A use-after-free vulnerability in the Linux kernel’s network traffic-control code can be exploited by local attackers to crash systems or potentially execute arbitrary code, and patches are now rolling out through distribution updates. For Windows users who run Linux through WSL2, Hyper-V, or manage Linux servers in mixed environments, this is a reminder that kernel-level flaws in open-source components directly impact the security of hybrid estates.

Decoding the Scheduler Bug: How an Enqueue Leads to a Use-After-Free

The flaw, tracked as CVE-2025-38350, lurks in the net/sched subsystem that implements classful queueing disciplines (qdiscs). These qdiscs let administrators shape, prioritize, and drop network traffic in hierarchical trees—a feature used heavily on routers, cloud gateways, and even inside WSL2 where network namespaces interact.

The bug triggers during a counterintuitive chain of events: when a classful qdisc performs an enqueue (accepting a packet), its internal logic may dequeue packets from a child qdisc to maintain fairness or enforce rate limits. If that downstream dequeue empties the child entirely, the kernel’s notification machinery can mark the child’s class as passive (via qlen_notify). Normally, that prevents the parent from reusing the class’s data structures. But in this case, a re-activation sequence could still occur, leaving the parent holding a stale pointer to memory that has already been freed—a classic use-after-free (UAF) inside kernel space.

“This is not an isolated off-by-one,” noted the upstream maintainers in their advisory. “It’s an architectural timing mismatch between notification and re-activation semantics that has surfaced repeatedly in the scheduler code.” The result: an attacker with local access (such as an unprivileged user, a container tenant, or a scripted process) who can craft specific tc (traffic control) sequences could trigger a kernel crash or, with additional techniques, escalate privileges.

Who’s at Risk? From WSL2 to Data Center VMs

The vulnerable code compiles into any Linux kernel that includes net/sched support—virtually all general-purpose distributions, embedded appliances, and cloud VM images. For Windows-centric operators, the immediate problem surfaces in three common scenarios:

  • WSL2 environments: The Windows Subsystem for Linux 2 uses a real Linux kernel (often a Microsoft-provided one). That kernel is susceptible, so any WSL2 instance on a Windows machine could be used as an attack surface if an adversary gains local code execution inside the WSL2 guest.
  • Linux virtual machines: Whether on Hyper-V, VMware, or Azure, a Linux guest with this scheduler code is vulnerable. If a malicious actor compromises a low-privilege service inside the VM, they could exploit the bug to crash the guest or attempt further escalation.
  • Hybrid infrastructure: Many Windows shops run Linux-based network appliances, CI/CD runners, or container hosts. A single compromised container with tc access could destabilize the entire node.

The exposure is local or tenant-adjacent—an attacker needs a foothold on the system. But in multi-tenant clouds or shared build environments, that barrier is low. “Treat multi-tenant and network-facing hosts as high priority for remediation,” kernel maintainers urged.

Microsoft’s own CVE entry for the flaw, hosted on its Security Response Center, echoes the severity: “There is total loss of availability, resulting in the attacker being able to fully deny access to resources”—a testament to how a kernel panic can knock a system offline persistently.

Dataset records on object locations:
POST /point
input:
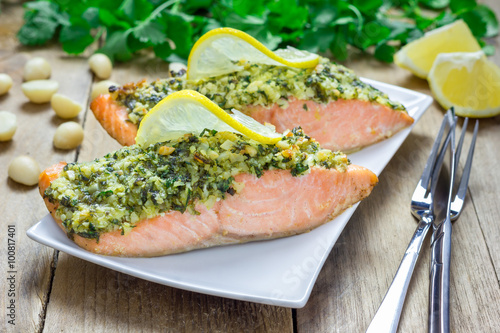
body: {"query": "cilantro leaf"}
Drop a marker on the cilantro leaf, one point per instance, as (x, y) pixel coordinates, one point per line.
(457, 6)
(170, 28)
(150, 31)
(116, 46)
(75, 38)
(385, 52)
(37, 31)
(136, 10)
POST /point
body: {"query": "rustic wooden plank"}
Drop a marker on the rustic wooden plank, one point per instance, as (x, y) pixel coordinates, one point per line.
(366, 256)
(108, 301)
(484, 180)
(21, 205)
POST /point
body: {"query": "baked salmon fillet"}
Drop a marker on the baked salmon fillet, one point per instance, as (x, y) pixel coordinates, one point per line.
(329, 102)
(201, 191)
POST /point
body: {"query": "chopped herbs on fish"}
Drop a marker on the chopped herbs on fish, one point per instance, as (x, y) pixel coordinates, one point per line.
(132, 184)
(257, 84)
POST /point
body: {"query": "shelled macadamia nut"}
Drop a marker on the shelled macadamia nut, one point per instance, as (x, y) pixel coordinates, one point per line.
(36, 69)
(101, 65)
(24, 170)
(64, 106)
(40, 91)
(5, 83)
(101, 87)
(68, 135)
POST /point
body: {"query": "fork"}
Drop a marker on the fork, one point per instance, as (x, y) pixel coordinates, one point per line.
(441, 241)
(387, 317)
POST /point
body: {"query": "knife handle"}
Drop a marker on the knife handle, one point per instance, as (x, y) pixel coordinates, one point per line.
(387, 317)
(439, 291)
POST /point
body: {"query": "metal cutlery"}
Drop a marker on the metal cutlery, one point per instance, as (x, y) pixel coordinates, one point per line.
(387, 317)
(441, 238)
(422, 207)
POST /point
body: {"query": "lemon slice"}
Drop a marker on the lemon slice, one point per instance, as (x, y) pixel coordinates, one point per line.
(418, 56)
(468, 81)
(225, 50)
(188, 111)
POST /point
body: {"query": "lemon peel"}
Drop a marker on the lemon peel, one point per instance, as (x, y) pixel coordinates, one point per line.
(188, 111)
(419, 55)
(468, 81)
(225, 50)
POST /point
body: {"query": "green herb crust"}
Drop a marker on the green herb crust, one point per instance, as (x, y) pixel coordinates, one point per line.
(257, 84)
(132, 184)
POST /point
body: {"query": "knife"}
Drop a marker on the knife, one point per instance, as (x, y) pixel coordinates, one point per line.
(439, 288)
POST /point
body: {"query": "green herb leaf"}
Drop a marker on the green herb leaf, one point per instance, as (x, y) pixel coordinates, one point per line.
(171, 27)
(75, 38)
(37, 31)
(385, 52)
(150, 31)
(457, 6)
(116, 46)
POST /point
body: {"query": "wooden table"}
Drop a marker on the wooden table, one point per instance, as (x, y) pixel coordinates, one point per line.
(56, 292)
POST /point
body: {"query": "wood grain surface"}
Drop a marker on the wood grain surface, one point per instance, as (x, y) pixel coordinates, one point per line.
(60, 293)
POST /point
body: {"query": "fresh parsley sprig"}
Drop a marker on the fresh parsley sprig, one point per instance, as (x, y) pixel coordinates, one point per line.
(170, 28)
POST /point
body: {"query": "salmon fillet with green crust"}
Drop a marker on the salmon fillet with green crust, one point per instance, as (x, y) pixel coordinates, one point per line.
(209, 190)
(329, 102)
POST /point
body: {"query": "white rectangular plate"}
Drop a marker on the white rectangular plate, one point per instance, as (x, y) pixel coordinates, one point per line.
(278, 272)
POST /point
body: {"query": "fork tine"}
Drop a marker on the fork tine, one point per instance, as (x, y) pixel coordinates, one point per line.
(464, 181)
(431, 161)
(461, 141)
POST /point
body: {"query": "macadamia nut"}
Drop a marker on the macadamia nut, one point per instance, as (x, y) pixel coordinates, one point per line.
(101, 65)
(8, 125)
(5, 83)
(24, 170)
(68, 135)
(36, 69)
(40, 91)
(101, 88)
(64, 106)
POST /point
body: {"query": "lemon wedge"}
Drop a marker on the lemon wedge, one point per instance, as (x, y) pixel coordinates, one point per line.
(188, 111)
(468, 81)
(225, 50)
(419, 55)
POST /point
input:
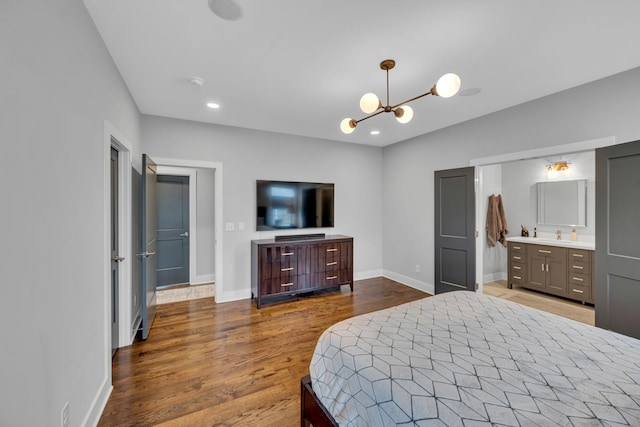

*Set of tasks*.
a: According to the article on the Linux kernel flaw, in which subsystem is CVE-2025-38350 found?
b: Translate this sentence from the article on the Linux kernel flaw into Spanish: "The exposure is local or tenant-adjacent—an attacker needs a foothold on the system."
c: Carry on the article about the Linux kernel scheduler vulnerability from its final sentence.
These lines were drawn from a separate source.

*Task-by-task outputs*.
a: The net/sched subsystem.

b: La exposición es local o adyacente al inquilino: un atacante necesita un punto de apoyo en el sistema.

c:
The Fix: A Small, Backportable Change

Rather than rearchitect the entire backlog accounting across dozens of classful qdiscs, the upstream commit took a conservative, defensive route. It ensures that when a child qdisc becomes empty—even as a side effect of an enqueue—the kernel always notifies the parent by calling qlen_notify. Because a recent patch series had already made those notification handlers idempotent (safe to call multiple times), the risk of regressions is minimal.

“The change is conceptually simple, low-risk, and easy to backport,” the kernel maintainers explained. That simplicity meant stable branches from 5.4 to 6.x could absorb the fix quickly. Many popular distributions (Ubuntu, Debian, Red Hat, SUSE) have already shipped updated kernel packages mapping the upstream commit to their respective releases.

How We Got Here: A History of Scheduler Slippage

The net/sched area has seen a recurring pattern of lifecycle bugs. Over the years, vulnerabilities like CVE-2021-33033, CVE-2022-29581, and now this one exploit the intricate interactions between parent and child qdiscs. Each time, maintainers have patched specific accounting holes; this time, they opted to standardize notification semantics to cut off the entire class of misuse.

That’s a win for long-term stability, but it also underscores why Linux kernel security demands constant attention. “The net/sched area has historically seen several related timing/accounting bugs,” one security researcher noted. “Admins should maintain vigilance—a future, different lifecycle bug could appear if other qdisc implementations deviate from expected semantics.”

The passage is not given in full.